Amy Leatheran is a nurse. In Murder in Mesopotamia, she mentions that she did her training at St. Christopher's Hospital, in London, and after that did two years maternity. She did some private work, and then worked for four years at Miss Bendix's Nursing Home at Devonshire Place. When she was in her early 30s she worked in Baghdad, after travelling with an English family there. While in Iraq she met an archaeologist, Dr Leidner, who employed her to look after his wife Louise.
Nurse Leatheran is thirty-two years old at the time of the events of Murder in Mesopotamia. She is described as having an "erect, confident bearing", and "a good-humoured face with slightly prominent blue eyes and glossy brown hair".
Louise Leidner liked Nurse Leatheran, and confided in her, telling her that she feared being killed. Nurse Leatheran deliberately reacted by not showing too much concern, as she felt that Louise was near enough to hysterics as it was. This caused Louise to laugh until tears streamed down her face. Nurse Leatheran bathed her forehead and wrists with a cold sponge, and told Louise to tell her calmly and sensibly all about it. Louise then said that Nurse Leatheran was "a treasure", and made her feel as if she were about six years old.

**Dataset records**
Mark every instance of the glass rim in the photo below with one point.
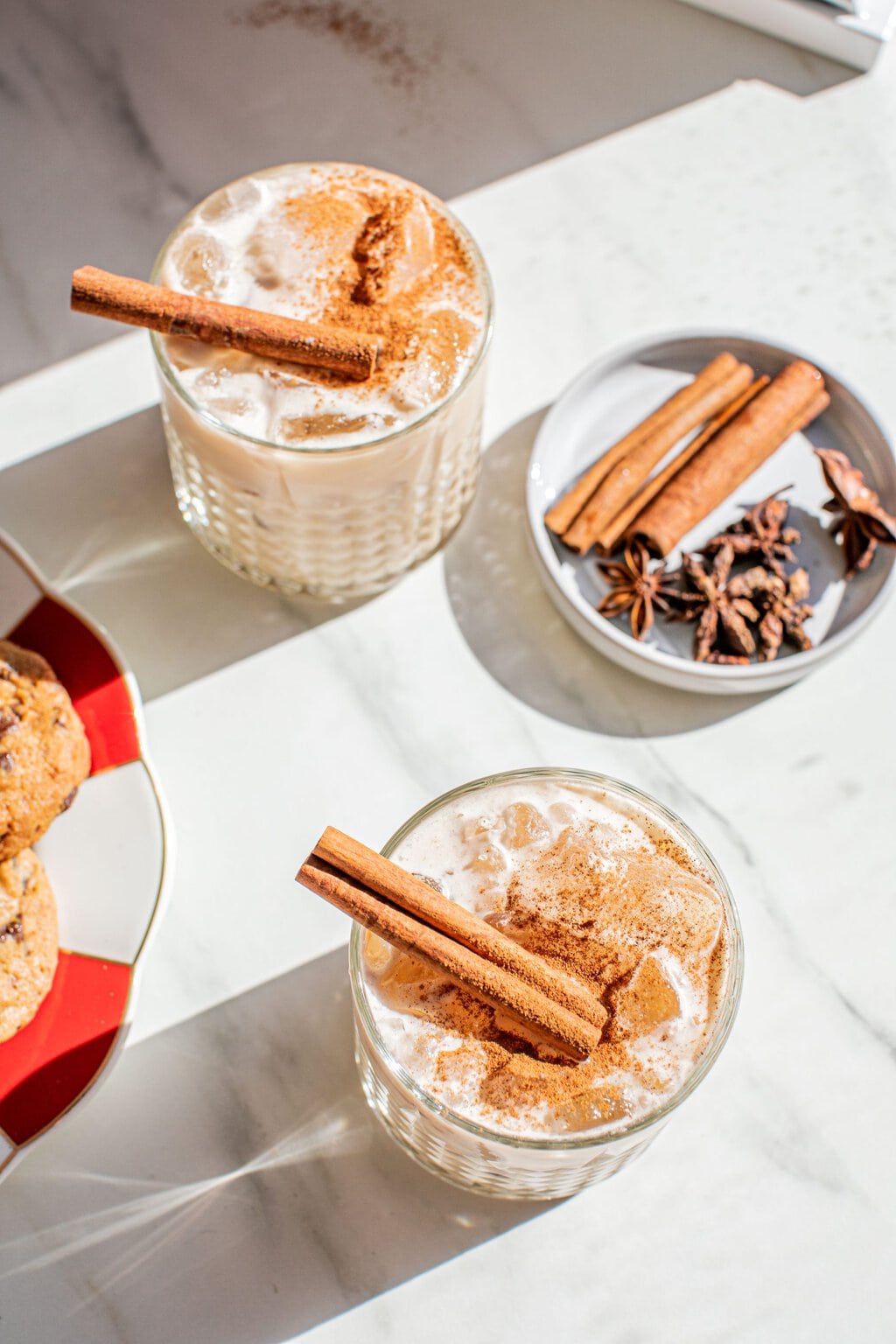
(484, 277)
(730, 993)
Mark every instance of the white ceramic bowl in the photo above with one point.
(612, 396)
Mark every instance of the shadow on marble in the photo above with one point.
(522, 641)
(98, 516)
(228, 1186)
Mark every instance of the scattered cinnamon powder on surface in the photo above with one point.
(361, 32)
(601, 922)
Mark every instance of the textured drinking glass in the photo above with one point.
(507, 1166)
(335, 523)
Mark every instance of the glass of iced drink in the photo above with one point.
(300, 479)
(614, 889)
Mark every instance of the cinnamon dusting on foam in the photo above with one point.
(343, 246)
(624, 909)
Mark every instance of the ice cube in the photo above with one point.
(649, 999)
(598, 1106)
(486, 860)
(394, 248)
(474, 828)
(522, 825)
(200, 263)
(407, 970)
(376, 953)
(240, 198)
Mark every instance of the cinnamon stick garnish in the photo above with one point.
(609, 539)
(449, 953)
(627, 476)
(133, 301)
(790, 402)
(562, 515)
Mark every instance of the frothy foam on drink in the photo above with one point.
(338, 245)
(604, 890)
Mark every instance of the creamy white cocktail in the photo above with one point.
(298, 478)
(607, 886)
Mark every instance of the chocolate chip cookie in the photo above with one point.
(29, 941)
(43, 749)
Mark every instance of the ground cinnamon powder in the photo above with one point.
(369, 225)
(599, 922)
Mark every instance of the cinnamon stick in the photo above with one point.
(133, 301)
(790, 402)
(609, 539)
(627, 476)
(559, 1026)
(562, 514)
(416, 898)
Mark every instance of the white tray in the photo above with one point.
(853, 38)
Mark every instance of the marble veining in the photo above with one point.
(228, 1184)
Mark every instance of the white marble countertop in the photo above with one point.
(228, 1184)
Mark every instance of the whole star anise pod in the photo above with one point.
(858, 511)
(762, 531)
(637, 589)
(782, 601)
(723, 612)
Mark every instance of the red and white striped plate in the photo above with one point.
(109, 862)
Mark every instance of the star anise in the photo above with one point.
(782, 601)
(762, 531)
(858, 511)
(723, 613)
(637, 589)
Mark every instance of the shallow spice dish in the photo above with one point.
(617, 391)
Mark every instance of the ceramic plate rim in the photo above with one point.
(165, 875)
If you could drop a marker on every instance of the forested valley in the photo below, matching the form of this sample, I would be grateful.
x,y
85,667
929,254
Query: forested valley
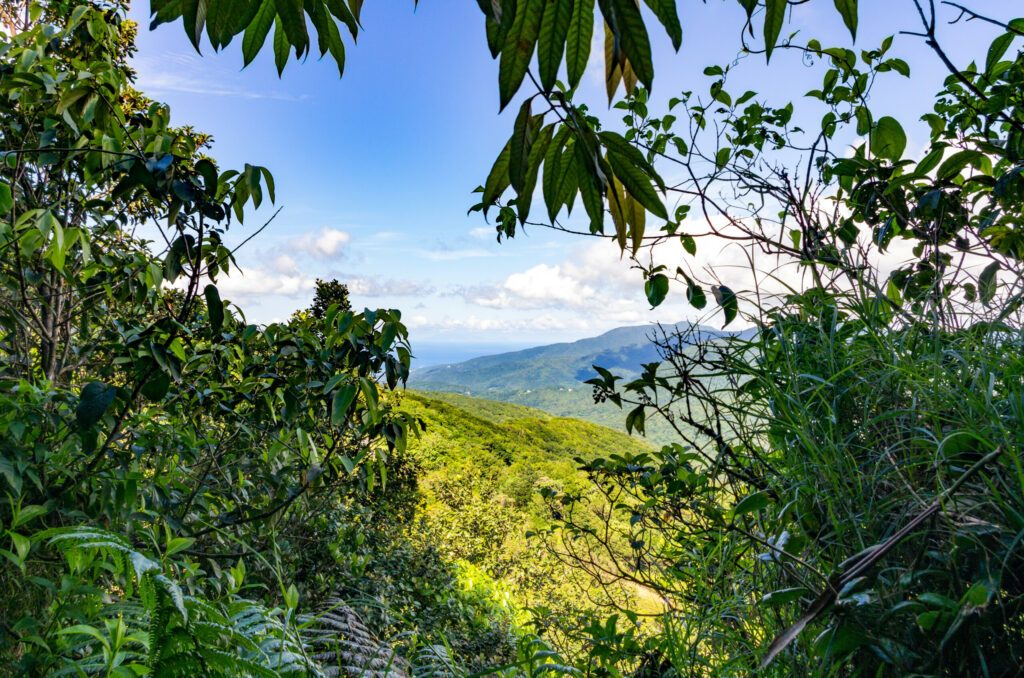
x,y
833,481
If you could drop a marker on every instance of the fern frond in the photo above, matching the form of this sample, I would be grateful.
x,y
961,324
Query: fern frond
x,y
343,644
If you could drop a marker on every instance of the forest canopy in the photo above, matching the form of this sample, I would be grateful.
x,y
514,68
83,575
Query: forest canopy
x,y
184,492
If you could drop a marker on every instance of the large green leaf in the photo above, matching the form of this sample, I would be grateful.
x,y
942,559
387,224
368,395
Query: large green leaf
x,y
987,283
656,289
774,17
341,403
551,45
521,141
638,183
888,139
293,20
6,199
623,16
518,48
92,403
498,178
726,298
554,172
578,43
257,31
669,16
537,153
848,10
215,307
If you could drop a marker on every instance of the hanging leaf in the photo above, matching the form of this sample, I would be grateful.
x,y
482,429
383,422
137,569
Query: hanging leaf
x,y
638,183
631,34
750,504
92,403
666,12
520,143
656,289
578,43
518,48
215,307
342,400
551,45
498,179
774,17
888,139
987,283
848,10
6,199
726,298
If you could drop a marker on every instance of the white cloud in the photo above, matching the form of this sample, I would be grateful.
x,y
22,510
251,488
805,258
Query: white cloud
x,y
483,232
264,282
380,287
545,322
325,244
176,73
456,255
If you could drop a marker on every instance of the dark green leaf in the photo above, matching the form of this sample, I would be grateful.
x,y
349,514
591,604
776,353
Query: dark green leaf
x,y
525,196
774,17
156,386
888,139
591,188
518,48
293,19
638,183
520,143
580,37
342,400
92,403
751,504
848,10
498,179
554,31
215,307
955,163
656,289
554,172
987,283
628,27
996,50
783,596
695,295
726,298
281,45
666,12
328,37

==

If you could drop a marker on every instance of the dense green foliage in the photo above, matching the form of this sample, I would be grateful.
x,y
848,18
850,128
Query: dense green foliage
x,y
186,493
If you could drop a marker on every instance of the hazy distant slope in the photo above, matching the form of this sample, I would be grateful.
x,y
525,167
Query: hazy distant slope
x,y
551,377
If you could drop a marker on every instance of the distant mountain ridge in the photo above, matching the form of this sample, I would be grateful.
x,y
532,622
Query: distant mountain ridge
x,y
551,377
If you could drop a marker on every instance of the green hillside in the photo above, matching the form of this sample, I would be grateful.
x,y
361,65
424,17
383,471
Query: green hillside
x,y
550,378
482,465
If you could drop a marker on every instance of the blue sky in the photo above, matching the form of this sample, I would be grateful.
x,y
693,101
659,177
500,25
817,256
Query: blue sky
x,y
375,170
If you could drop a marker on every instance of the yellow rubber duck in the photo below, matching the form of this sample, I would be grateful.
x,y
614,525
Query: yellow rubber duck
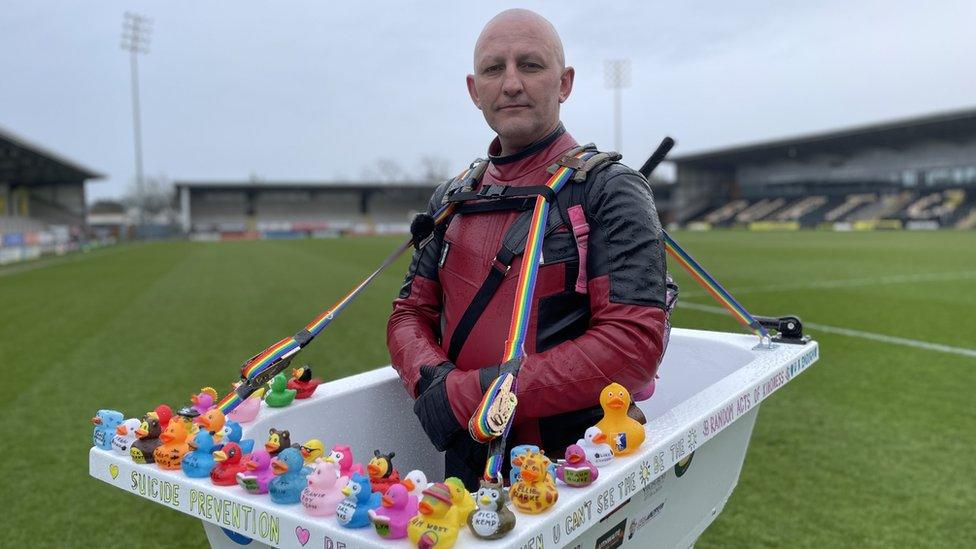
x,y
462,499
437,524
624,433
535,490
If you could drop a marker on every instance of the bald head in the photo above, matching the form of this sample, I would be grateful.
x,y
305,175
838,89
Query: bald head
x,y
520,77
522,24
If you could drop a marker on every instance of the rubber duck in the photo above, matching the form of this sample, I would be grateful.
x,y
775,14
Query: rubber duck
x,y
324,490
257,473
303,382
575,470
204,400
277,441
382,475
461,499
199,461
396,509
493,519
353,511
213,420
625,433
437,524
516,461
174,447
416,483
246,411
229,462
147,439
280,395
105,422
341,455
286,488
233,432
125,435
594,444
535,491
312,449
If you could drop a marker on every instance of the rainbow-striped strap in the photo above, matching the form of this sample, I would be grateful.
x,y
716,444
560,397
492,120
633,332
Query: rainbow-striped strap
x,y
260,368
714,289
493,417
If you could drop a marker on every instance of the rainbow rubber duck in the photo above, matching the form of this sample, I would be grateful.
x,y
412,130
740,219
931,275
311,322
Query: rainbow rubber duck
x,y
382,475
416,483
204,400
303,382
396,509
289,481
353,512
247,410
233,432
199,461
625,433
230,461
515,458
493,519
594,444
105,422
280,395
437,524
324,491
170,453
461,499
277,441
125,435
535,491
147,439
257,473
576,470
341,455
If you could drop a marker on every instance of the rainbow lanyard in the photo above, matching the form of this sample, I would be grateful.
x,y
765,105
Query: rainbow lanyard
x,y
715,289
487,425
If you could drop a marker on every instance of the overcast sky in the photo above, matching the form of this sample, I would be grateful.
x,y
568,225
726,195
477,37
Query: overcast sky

**Exercise description**
Transcribe the entire passage about Amy Leatheran word for word.

**Written solution**
Amy Leatheran is a nurse. In Murder in Mesopotamia, she mentions that she did her training at St. Christopher's Hospital, in London, and after that did two years maternity. She did some private work, and then worked for four years at Miss Bendix's Nursing Home at Devonshire Place. When she was in her early 30s she worked in Baghdad, after travelling with an English family there. While in Iraq she met an archaeologist, Dr Leidner, who employed her to look after his wife Louise.
Nurse Leatheran is thirty-two years old at the time of the events of Murder in Mesopotamia. She is described as having an "erect, confident bearing", and "a good-humoured face with slightly prominent blue eyes and glossy brown hair".
Louise Leidner liked Nurse Leatheran, and confided in her, telling her that she feared being killed. Nurse Leatheran deliberately reacted by not showing too much concern, as she felt that Louise was near enough to hysterics as it was. This caused Louise to laugh until tears streamed down her face. Nurse Leatheran bathed her forehead and wrists with a cold sponge, and told Louise to tell her calmly and sensibly all about it. Louise then said that Nurse Leatheran was "a treasure", and made her feel as if she were about six years old.